• **JOB**: Leaving out the pictures, retype all the material exactly.

• **DATA PROVIDED**:
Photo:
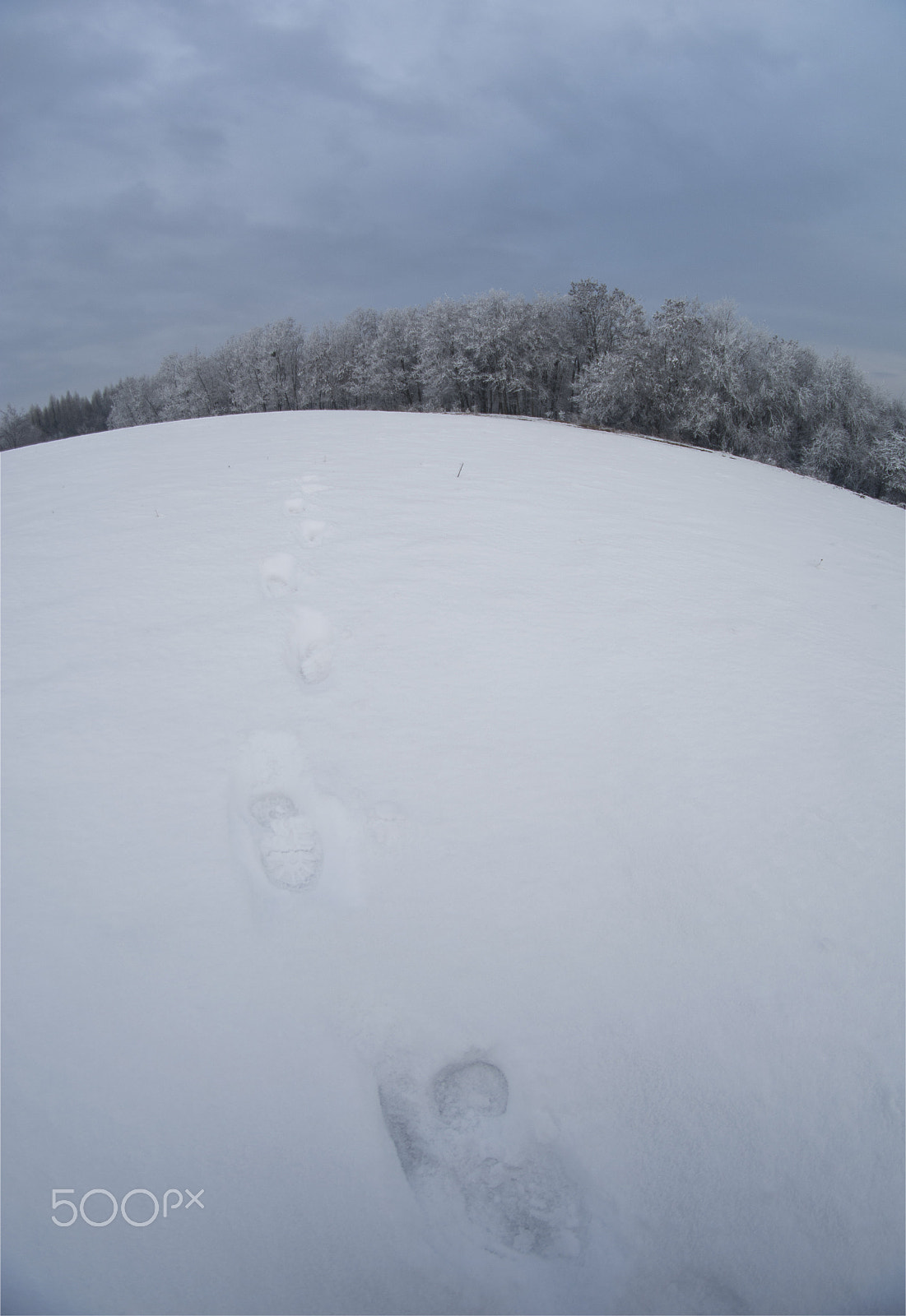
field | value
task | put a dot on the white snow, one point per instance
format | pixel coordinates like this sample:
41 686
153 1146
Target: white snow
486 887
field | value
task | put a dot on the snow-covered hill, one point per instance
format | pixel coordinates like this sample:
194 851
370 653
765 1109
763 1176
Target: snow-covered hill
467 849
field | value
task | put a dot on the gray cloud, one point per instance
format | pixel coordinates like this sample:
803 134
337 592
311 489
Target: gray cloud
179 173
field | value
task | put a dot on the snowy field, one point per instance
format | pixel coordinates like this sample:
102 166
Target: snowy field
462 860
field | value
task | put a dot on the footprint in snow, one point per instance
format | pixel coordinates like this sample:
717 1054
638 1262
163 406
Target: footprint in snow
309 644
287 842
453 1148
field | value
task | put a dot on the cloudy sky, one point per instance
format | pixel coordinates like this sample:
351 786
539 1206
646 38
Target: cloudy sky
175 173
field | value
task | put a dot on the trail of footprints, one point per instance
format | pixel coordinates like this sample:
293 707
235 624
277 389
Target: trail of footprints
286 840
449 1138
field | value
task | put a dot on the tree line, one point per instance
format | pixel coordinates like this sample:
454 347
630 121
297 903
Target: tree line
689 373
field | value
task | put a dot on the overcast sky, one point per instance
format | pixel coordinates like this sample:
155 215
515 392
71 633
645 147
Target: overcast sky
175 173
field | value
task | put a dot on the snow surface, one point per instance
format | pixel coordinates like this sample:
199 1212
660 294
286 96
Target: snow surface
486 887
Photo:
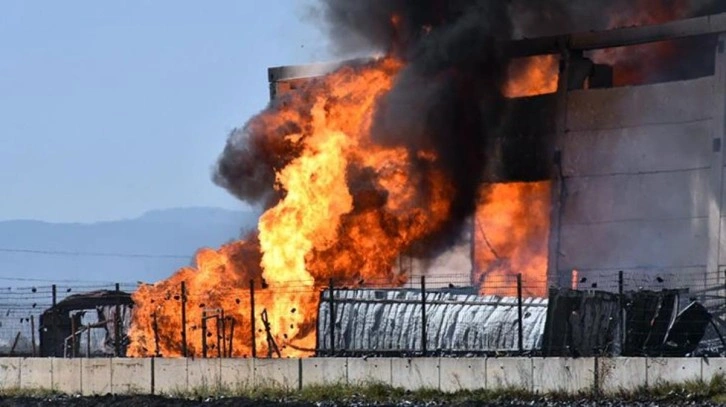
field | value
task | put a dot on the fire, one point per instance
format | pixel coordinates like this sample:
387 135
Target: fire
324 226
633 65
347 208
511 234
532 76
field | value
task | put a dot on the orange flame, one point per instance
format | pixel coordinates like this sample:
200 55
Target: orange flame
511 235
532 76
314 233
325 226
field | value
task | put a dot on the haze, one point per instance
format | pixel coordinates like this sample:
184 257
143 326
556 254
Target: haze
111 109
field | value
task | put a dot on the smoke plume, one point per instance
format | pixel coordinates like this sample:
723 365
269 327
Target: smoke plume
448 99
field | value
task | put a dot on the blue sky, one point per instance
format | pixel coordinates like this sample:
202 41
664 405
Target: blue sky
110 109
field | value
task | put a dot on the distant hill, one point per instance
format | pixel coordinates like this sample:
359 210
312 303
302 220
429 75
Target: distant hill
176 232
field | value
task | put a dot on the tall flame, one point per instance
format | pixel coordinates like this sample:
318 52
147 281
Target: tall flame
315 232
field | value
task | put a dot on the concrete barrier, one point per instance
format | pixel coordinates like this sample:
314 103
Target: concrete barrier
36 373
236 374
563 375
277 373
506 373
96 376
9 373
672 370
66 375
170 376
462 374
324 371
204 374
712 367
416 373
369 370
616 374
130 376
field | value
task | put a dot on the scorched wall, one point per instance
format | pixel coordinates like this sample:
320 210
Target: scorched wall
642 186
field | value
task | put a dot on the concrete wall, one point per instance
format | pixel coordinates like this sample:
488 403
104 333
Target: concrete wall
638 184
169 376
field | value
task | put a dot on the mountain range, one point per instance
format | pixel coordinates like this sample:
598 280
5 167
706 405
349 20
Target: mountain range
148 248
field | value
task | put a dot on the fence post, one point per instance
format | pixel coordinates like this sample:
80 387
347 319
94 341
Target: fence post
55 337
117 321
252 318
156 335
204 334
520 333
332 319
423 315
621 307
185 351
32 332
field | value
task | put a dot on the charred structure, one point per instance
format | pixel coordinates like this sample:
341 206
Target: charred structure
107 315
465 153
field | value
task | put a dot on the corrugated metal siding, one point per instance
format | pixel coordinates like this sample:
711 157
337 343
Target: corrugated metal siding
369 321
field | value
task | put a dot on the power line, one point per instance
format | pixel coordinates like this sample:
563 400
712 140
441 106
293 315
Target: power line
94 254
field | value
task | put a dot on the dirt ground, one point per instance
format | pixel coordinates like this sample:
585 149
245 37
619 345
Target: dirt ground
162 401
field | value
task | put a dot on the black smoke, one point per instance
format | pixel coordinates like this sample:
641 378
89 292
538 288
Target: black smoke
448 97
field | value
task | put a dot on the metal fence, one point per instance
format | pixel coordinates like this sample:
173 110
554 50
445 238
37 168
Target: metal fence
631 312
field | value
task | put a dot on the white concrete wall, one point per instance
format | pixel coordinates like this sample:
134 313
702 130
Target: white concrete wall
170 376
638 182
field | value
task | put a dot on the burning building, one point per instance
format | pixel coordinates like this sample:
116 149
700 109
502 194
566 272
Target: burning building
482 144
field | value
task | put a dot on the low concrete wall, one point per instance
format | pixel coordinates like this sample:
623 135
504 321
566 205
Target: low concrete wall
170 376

• **OUTPUT BELOW**:
Photo:
field | value
task | put a dot on the white snow, one point per instance
format | pixel coordinates like this sample:
41 686
153 1146
Target: white snow
486 887
field | value
task | put a dot on the snow-covered hill, one point per instance
format | pixel coordinates like this sample:
194 851
370 653
765 1109
763 1176
Target: snow-covered hill
467 849
field | value
task | put a dot on the gray cloud, one point per instance
format | pixel coordinates like this sample:
803 134
337 592
311 489
Target: gray cloud
179 173
field | value
task | put a dot on the snowy field, one point per instance
format | pixel coordinates like this sample:
102 166
Target: snowy field
462 860
field | value
task | put a dot on the footprint in snow, one point per instance
format | pixel coordinates like this sample:
717 1054
638 1262
163 406
Target: footprint in snow
309 644
287 842
453 1148
field | value
task | put a dot on the cloudy sky, one point per instance
format | pixel coordinates like this sample:
351 786
539 1206
646 38
Target: cloudy sky
175 173
field | value
task | put a dot on the trail of footprints, one point per instance
format | pixel coordinates like this sample:
293 707
235 624
277 389
Target: trail of footprints
286 840
449 1138
field | value
task | put a dot on the tree line, one point per instance
format | pixel coordinates like this sample:
454 347
630 121
297 903
Target: tree line
689 373
field | value
task | put a dot on the overcast sky, one point per instance
format | pixel coordinates like this sample:
155 215
515 392
71 633
645 147
Target: overcast sky
175 173
field | value
task | put a dot on the snow surface, one point per instance
format | pixel coordinates like this sample:
199 1212
660 294
286 96
Target: snow surface
486 887
Photo:
field | value
task | put a dot on the fire, one point per instance
format | pixel coordinates like this sample:
387 135
Target: fire
324 226
633 65
347 208
511 234
532 76
field | value
task | put a dot on the orange flame, one point per instance
format | pixel coordinates like this sample:
200 55
Target: orange flame
511 235
532 76
314 233
325 226
field | value
task | put a dot on the haze, one point per instance
format | pixel coordinates like this sample:
184 257
143 326
556 254
Target: haze
111 109
field | value
task | put a dot on the smoke plume, one point per instance
format | pixel coordinates like this sample:
723 365
269 327
Target: smoke plume
448 99
field | value
task | put a dot on the blue sky, one point per instance
format | pixel coordinates like this sample:
202 41
664 405
Target: blue sky
110 109
field | value
task | put a dot on the distant hill, one point per instance
format | pixel coordinates like this sample:
359 210
312 303
302 220
429 75
Target: distant hill
176 232
field | value
task | put a dot on the tall flame, one point per instance
format | pixel coordinates like this sample:
318 52
147 281
Target: tall flame
315 232
field | value
task | put a dot on the concrete barrier, one point per instance
format | pixel coordinates like this sample:
314 103
Target: concrete barrier
36 373
236 374
563 375
277 373
506 373
96 376
9 373
672 370
66 375
170 376
462 374
324 371
204 374
712 367
416 373
369 370
616 374
130 376
field | value
task | put a dot on the scorched wall, one point per instance
format | pixel coordinates like this sample:
320 210
Target: scorched wall
642 186
field | value
task | put a dot on the concrete wall, one point per instance
format | pixel coordinates like this sample:
488 403
104 333
Target: concrete wall
638 184
169 376
field | value
task | put a dot on the mountain range, one point per instance
format | pixel coordinates like this sample:
598 280
5 167
706 405
349 20
Target: mountain range
148 248
field | value
task | put a dot on the fence post, one point per instance
format | pixel coordinates like this sample:
80 387
347 319
94 341
Target: fence post
55 337
117 321
252 318
156 335
204 334
520 333
332 319
423 315
621 307
185 351
32 332
field | value
task | put a dot on the charred structure, one point per instance
format | pixel coordinates like this sample:
341 206
Target: charred structure
107 315
465 153
field | value
task | put a dot on the corrugated metal siding, one point per instance
format | pixel coordinates like this sample:
711 157
337 343
Target: corrugated metal siding
369 321
field | value
task | put a dot on the power line, one point per instance
format | pixel coordinates like this sample:
563 400
712 140
441 106
293 315
Target: power line
94 254
field | value
task | put a dot on the dirt ground, one point per instance
format | pixel coordinates like this sample:
585 149
245 37
619 345
Target: dirt ground
162 401
field | value
task | put a dot on the black smoke, one point per instance
format | pixel coordinates like this sample:
641 378
89 292
538 288
Target: black smoke
448 97
field | value
task | put a dot on the metal fence, one point per instance
format | pixel coordinates like this sample:
173 110
554 50
445 238
37 168
Target: metal fence
631 312
field | value
task | put a dot on the white concrete wall, one point per instance
format | pixel coordinates like this sample:
134 313
702 130
Target: white concrete wall
170 376
638 182
field | value
task | put a dot on the burning building, one point per instance
format | pixel coordinates like this sample:
116 149
700 109
502 194
566 272
Target: burning building
482 144
field | value
task | put a dot on the low concrete wall, one point per instance
format | pixel coordinates like this sample:
623 135
504 321
566 205
Target: low concrete wall
170 376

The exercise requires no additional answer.